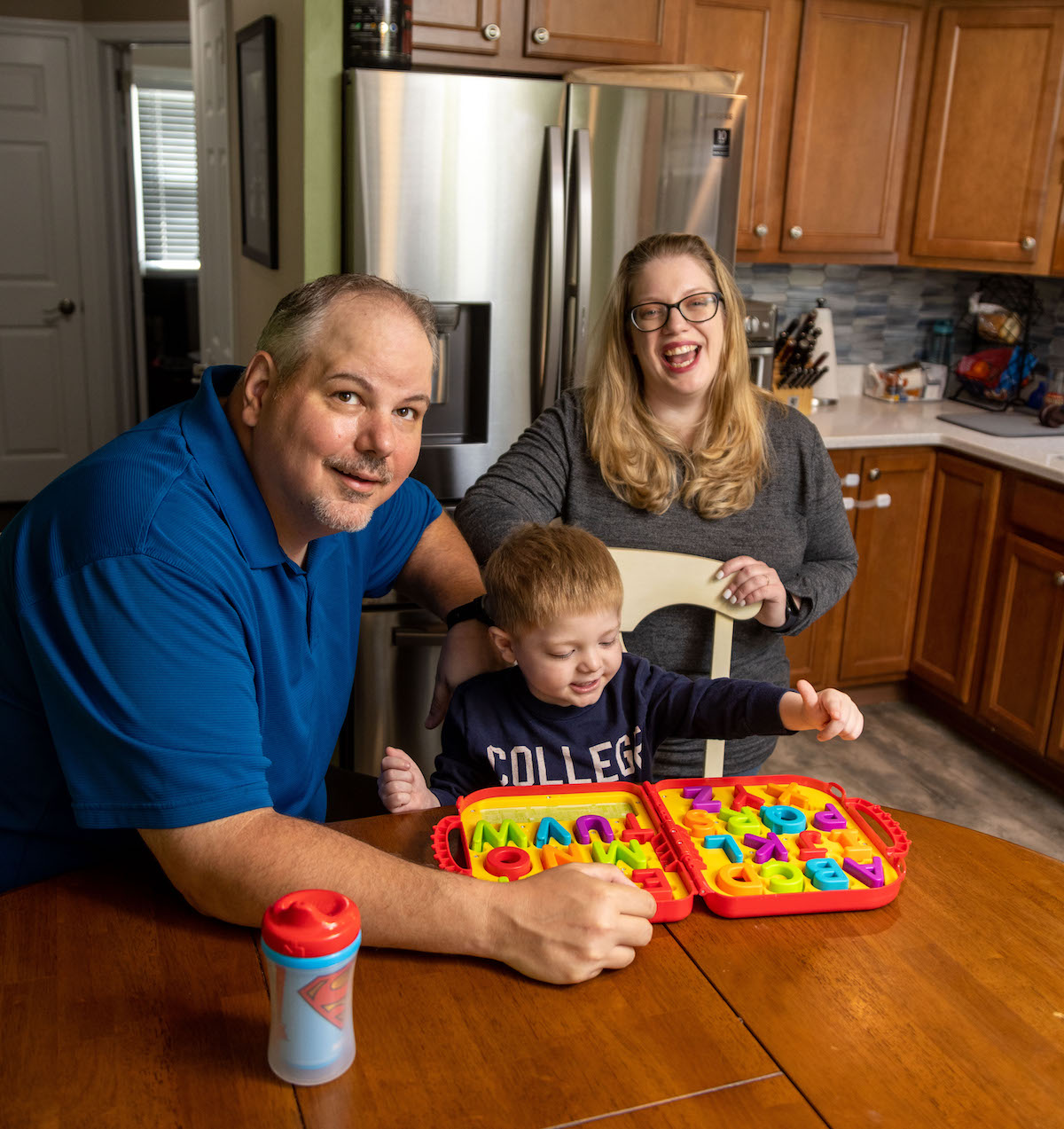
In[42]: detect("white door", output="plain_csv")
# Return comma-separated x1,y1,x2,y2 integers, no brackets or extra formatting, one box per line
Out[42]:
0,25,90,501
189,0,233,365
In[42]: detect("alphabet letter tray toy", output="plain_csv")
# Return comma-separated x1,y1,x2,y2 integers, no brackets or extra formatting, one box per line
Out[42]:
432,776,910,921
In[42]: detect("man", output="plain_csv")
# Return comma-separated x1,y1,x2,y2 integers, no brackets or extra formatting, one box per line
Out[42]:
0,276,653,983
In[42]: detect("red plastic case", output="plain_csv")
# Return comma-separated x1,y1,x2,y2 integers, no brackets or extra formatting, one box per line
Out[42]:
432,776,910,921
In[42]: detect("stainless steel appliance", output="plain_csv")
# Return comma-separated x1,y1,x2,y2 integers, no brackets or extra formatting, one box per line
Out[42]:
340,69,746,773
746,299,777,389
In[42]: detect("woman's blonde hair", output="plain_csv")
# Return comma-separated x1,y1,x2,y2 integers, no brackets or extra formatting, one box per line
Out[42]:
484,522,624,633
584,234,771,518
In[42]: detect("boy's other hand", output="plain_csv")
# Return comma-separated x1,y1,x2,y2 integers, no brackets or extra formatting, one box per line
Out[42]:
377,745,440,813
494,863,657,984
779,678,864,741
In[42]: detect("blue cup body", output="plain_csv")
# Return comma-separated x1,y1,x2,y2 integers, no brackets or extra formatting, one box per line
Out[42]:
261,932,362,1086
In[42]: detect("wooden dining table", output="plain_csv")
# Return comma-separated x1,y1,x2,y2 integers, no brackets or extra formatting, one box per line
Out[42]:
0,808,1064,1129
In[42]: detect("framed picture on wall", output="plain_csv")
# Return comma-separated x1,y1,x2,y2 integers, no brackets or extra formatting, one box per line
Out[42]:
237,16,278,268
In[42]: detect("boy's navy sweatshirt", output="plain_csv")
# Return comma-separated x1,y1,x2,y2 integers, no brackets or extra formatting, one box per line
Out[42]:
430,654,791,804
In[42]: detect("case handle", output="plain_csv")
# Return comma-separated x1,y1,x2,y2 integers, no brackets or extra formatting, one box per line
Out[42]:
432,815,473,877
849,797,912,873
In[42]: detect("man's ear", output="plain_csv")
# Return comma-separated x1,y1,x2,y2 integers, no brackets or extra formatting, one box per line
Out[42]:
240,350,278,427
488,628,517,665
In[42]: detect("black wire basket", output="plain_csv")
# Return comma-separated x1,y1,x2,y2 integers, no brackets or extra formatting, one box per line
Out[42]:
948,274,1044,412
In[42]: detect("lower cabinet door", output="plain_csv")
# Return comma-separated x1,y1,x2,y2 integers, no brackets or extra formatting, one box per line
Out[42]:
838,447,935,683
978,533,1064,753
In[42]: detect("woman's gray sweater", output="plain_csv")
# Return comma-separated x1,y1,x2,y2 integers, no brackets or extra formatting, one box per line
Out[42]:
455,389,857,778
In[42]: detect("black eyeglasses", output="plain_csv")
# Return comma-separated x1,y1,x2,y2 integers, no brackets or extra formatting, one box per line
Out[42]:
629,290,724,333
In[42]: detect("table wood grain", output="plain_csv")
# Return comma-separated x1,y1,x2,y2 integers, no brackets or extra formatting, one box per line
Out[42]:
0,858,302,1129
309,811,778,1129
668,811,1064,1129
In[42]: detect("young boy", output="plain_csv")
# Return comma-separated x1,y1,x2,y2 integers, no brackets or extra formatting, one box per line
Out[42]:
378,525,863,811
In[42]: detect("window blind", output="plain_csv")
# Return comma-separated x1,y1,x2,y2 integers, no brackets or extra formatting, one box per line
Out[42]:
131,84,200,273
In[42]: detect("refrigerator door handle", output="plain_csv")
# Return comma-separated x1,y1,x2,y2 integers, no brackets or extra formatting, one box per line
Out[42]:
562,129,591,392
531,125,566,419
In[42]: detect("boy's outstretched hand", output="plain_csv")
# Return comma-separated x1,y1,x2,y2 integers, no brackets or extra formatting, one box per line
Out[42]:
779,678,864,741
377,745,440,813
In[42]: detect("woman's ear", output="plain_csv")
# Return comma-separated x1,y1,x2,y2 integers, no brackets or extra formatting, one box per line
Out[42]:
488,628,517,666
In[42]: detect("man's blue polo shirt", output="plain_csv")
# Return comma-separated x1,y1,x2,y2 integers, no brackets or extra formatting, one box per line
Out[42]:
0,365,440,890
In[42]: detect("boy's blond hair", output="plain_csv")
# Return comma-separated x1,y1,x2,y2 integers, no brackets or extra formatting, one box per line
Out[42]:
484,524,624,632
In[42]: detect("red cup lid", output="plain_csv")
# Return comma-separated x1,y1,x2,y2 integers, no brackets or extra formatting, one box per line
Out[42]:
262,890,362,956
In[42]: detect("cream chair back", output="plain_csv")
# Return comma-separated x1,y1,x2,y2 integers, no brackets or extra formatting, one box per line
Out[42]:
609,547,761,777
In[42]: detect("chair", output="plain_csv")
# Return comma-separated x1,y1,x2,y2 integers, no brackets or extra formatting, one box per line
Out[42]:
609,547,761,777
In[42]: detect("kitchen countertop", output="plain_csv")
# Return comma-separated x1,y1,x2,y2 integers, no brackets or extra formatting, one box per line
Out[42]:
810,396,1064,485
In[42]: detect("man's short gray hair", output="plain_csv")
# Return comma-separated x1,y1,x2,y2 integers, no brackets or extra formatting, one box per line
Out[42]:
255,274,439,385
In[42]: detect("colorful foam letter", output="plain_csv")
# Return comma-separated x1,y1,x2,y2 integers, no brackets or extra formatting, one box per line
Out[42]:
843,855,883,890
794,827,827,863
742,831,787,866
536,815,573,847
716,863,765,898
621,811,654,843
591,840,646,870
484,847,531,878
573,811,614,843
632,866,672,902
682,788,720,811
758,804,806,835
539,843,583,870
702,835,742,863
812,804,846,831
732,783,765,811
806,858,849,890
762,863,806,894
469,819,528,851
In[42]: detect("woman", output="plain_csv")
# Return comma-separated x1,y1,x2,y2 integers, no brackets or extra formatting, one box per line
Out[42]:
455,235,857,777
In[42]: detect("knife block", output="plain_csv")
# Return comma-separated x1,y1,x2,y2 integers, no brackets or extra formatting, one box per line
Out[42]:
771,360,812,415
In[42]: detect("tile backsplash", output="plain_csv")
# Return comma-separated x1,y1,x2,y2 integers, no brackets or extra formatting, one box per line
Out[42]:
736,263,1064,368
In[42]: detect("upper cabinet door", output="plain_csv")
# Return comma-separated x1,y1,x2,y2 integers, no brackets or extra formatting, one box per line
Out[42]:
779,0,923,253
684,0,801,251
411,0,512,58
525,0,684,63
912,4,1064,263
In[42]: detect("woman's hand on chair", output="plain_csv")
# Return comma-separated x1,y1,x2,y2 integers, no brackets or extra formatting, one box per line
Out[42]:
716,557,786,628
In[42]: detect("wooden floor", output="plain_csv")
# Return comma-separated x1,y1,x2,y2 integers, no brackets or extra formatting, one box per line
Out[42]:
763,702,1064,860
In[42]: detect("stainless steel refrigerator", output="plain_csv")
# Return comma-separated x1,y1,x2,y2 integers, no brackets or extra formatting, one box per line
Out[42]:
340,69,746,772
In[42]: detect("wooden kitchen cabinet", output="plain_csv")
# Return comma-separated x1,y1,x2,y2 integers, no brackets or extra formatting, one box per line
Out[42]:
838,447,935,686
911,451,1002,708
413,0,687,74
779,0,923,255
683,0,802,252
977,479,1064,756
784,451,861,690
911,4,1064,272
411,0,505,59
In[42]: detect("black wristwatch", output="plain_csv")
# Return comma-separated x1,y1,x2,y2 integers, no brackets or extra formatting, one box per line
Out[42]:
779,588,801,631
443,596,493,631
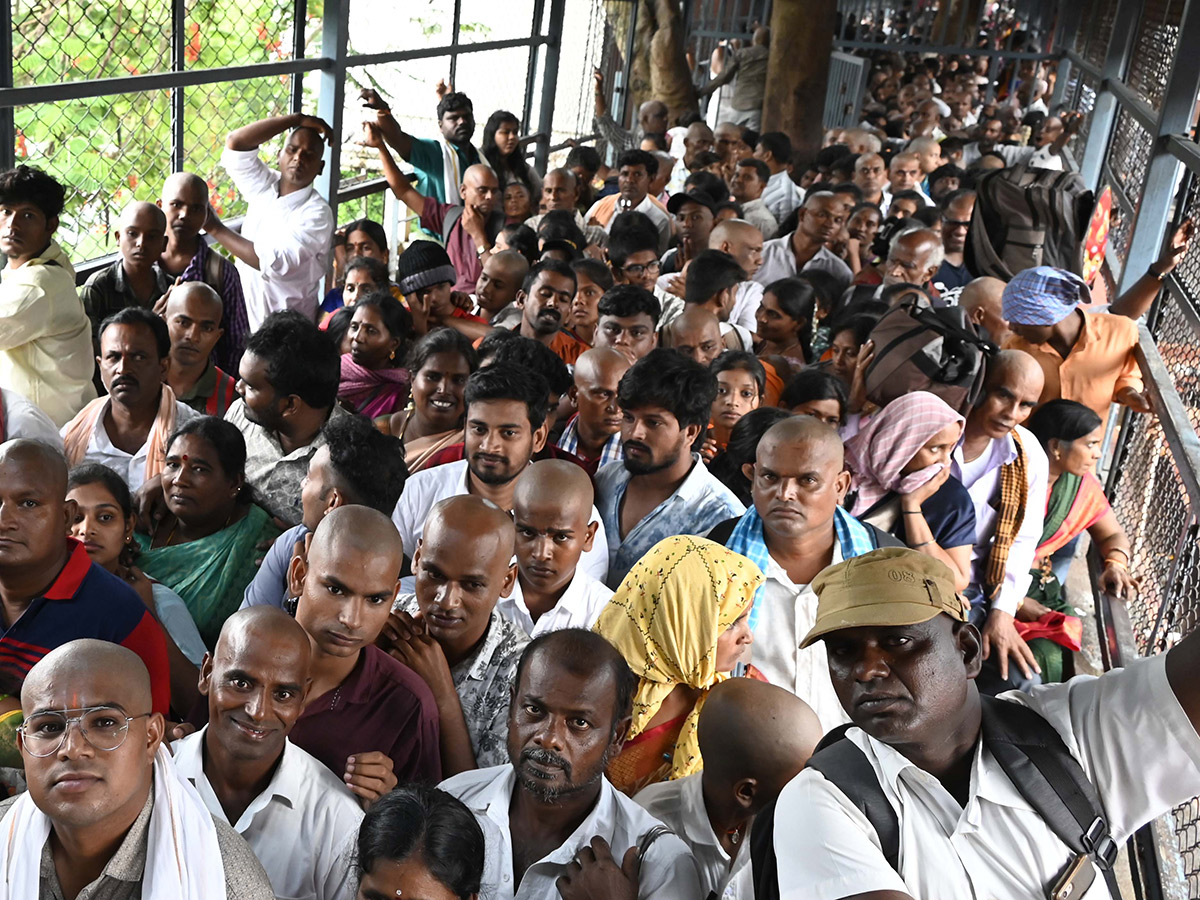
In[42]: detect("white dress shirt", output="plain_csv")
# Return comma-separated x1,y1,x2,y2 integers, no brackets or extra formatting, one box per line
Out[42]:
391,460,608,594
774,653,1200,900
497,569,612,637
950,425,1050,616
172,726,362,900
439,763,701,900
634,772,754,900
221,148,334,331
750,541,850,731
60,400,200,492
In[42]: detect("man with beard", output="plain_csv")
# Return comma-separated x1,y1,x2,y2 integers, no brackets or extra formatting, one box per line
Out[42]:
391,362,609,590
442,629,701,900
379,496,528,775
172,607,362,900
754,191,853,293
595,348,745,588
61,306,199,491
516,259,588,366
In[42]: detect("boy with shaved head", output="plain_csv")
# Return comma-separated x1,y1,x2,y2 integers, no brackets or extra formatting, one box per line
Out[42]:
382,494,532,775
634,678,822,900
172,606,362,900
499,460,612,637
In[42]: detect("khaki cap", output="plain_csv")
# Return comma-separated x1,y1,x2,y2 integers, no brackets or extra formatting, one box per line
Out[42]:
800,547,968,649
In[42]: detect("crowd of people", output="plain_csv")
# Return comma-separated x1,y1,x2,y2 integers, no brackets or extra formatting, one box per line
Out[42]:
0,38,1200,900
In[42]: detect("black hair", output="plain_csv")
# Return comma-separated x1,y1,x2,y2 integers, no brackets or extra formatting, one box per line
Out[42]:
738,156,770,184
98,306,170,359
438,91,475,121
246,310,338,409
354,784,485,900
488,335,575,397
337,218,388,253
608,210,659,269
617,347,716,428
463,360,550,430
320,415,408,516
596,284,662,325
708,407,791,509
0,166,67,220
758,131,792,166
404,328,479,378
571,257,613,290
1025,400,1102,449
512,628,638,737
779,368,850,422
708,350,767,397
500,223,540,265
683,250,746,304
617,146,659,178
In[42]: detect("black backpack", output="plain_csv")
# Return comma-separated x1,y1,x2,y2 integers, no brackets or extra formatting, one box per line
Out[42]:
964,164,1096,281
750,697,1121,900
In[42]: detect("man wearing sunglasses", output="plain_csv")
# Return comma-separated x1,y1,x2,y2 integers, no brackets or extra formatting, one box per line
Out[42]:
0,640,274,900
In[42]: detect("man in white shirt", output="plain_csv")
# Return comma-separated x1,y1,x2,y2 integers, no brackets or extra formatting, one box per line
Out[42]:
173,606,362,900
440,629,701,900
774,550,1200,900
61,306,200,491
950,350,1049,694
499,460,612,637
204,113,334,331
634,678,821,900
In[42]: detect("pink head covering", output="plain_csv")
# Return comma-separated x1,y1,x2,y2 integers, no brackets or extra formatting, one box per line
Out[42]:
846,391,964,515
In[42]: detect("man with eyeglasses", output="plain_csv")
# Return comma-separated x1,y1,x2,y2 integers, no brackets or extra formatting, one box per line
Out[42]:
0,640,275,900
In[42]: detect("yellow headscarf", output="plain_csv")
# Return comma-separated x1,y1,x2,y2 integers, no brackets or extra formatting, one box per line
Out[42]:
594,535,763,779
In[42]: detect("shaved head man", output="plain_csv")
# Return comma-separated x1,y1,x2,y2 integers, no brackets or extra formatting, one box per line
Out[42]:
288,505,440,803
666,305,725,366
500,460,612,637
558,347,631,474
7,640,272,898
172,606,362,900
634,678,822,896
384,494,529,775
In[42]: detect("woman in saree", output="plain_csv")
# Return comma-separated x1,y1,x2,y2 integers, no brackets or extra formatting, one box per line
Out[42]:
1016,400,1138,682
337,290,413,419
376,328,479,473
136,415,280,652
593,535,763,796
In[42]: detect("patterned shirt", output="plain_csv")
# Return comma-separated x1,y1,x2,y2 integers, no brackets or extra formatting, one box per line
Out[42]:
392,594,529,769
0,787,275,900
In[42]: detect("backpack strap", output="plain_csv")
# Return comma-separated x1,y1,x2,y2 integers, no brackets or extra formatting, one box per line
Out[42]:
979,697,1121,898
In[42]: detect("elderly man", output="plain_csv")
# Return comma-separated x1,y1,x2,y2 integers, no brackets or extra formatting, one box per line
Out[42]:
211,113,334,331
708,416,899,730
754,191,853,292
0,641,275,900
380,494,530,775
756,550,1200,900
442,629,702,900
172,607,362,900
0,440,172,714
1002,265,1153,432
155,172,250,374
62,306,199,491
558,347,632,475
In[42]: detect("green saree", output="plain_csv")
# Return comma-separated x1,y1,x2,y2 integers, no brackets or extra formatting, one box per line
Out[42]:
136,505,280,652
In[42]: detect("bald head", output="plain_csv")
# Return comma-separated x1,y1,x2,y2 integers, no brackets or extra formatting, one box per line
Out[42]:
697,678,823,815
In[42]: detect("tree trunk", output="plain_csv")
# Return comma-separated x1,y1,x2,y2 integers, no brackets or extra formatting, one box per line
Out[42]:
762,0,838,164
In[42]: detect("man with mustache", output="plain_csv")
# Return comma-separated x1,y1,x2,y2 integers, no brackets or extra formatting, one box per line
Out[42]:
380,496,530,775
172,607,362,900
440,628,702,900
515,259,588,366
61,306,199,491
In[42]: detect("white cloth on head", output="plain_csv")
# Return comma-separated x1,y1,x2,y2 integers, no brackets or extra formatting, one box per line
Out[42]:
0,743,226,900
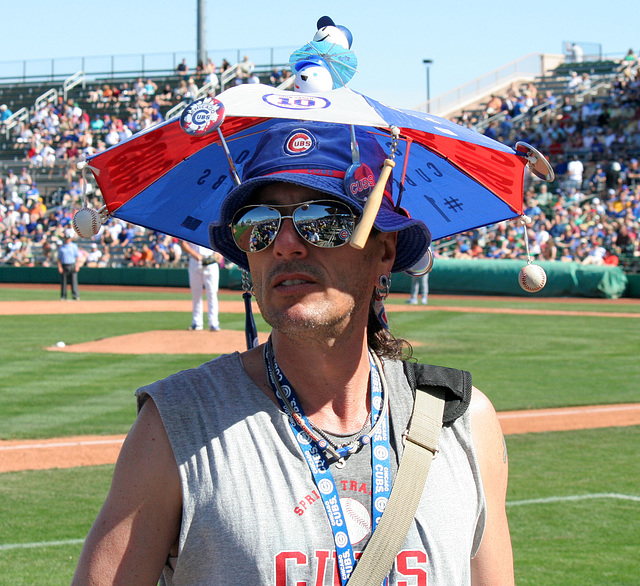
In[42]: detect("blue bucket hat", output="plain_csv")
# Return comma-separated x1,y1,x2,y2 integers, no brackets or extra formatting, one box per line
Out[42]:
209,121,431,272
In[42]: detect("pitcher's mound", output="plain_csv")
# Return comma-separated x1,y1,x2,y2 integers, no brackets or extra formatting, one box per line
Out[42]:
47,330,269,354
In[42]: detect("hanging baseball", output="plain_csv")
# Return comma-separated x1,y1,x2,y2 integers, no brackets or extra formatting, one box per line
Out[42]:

○ ○ ○

DIRECTIONS
Count the lines in the entries above that contain the word "white". Reply with only that number.

EXERCISE RESULT
4